SOURCE DOCUMENT >>
• • •

None of these things are personality defects or a sign I don’t care about something. I’ve never used them as an excuse. I tried just as hard on the Listening section of those tests as every other. It’s just the basic state of how I’m wired, and anything that I do better than that is me fighting against it and using techniques I’ve learned to compensate, like meditation and writing.
I got thru college by buying a new legal pad per class (god help me if the pages became unattached), and writing chronological notes thru every class to both stay focused and give myself something not-boring to study just before the test (and I’m counting “reading my notes 2+ times” as studying). I once missed a major test because I simply forgot it existed. I only passed the course because the professor believed my terrified apologies and let me re-take it for full credit, including giving me extra days to study.
Even today, my desk is dominated by different-sized notepads full of non-consecutive notes and towered over by large dry-erase boards to capture my ideas and priorities before they’re gone, or to help me brainstorm & free-associate my way to starting a project.

• • •

RECORDS PROVIDED >>

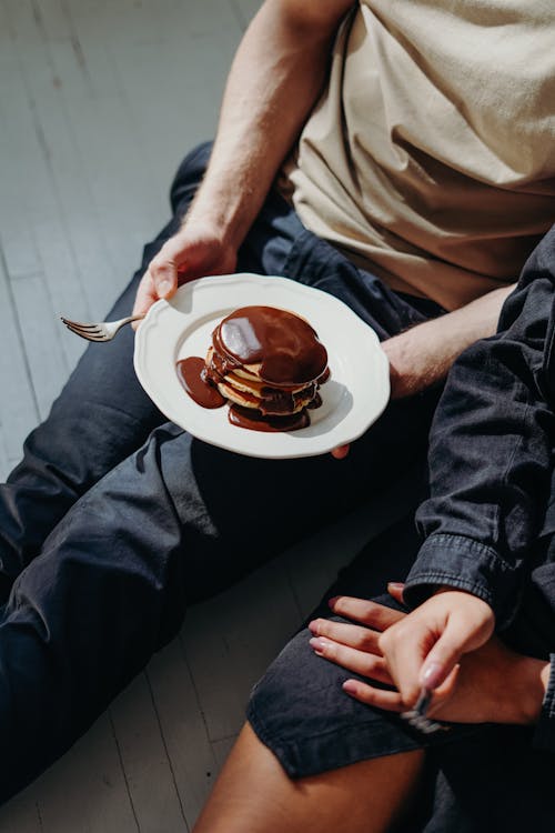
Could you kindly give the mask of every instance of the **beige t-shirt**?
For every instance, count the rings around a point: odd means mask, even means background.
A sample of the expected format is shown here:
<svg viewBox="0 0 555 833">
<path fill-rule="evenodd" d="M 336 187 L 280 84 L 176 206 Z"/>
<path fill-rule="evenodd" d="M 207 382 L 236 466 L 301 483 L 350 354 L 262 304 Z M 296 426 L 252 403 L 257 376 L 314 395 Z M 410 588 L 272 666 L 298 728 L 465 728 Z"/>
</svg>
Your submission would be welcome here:
<svg viewBox="0 0 555 833">
<path fill-rule="evenodd" d="M 555 0 L 361 0 L 285 167 L 303 223 L 455 309 L 555 221 Z"/>
</svg>

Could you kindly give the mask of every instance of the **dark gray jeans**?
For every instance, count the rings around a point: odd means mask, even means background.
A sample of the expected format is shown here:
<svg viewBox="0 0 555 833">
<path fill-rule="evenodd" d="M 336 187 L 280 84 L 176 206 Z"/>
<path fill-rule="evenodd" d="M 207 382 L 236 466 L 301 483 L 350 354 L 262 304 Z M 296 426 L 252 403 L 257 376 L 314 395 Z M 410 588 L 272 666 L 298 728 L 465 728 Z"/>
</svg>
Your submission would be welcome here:
<svg viewBox="0 0 555 833">
<path fill-rule="evenodd" d="M 128 314 L 209 152 L 202 145 L 182 163 L 173 218 L 145 247 L 111 318 Z M 326 290 L 381 338 L 441 312 L 355 269 L 276 194 L 249 233 L 239 270 Z M 130 329 L 87 350 L 0 486 L 0 801 L 88 729 L 176 633 L 188 604 L 367 500 L 425 448 L 433 392 L 391 405 L 344 461 L 221 451 L 165 421 L 134 377 L 132 350 Z M 250 510 L 249 536 L 238 524 L 238 493 Z"/>
</svg>

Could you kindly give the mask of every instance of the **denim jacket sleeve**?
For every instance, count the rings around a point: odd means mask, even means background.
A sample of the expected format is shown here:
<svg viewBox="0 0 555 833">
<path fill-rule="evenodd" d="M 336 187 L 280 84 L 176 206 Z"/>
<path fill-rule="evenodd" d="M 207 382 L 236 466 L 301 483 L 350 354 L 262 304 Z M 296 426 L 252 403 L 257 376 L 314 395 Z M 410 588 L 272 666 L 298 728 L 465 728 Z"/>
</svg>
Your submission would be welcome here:
<svg viewBox="0 0 555 833">
<path fill-rule="evenodd" d="M 555 418 L 555 230 L 527 261 L 496 335 L 455 362 L 431 433 L 431 496 L 416 520 L 425 540 L 405 599 L 434 585 L 470 591 L 514 618 L 552 471 Z M 555 569 L 555 568 L 554 568 Z"/>
</svg>

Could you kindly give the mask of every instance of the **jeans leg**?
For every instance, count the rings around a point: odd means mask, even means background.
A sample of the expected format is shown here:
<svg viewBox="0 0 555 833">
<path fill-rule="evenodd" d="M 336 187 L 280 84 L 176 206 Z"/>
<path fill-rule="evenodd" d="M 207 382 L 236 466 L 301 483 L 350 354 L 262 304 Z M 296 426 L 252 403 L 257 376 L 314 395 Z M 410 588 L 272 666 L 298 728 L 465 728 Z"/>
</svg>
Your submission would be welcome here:
<svg viewBox="0 0 555 833">
<path fill-rule="evenodd" d="M 188 604 L 394 478 L 417 420 L 392 420 L 344 461 L 241 456 L 168 423 L 92 486 L 0 608 L 0 801 L 90 726 Z"/>
<path fill-rule="evenodd" d="M 141 268 L 108 319 L 130 313 L 139 281 L 179 228 L 208 155 L 209 145 L 201 145 L 183 161 L 172 189 L 174 215 L 144 247 Z M 21 462 L 0 484 L 0 603 L 75 500 L 165 422 L 137 380 L 133 345 L 131 328 L 112 342 L 89 345 L 47 420 L 26 440 Z"/>
</svg>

• • •

In the essay on the writer's note-taking habits, what did the writer buy for each class in college?

TASK SOLUTION >> A new legal pad.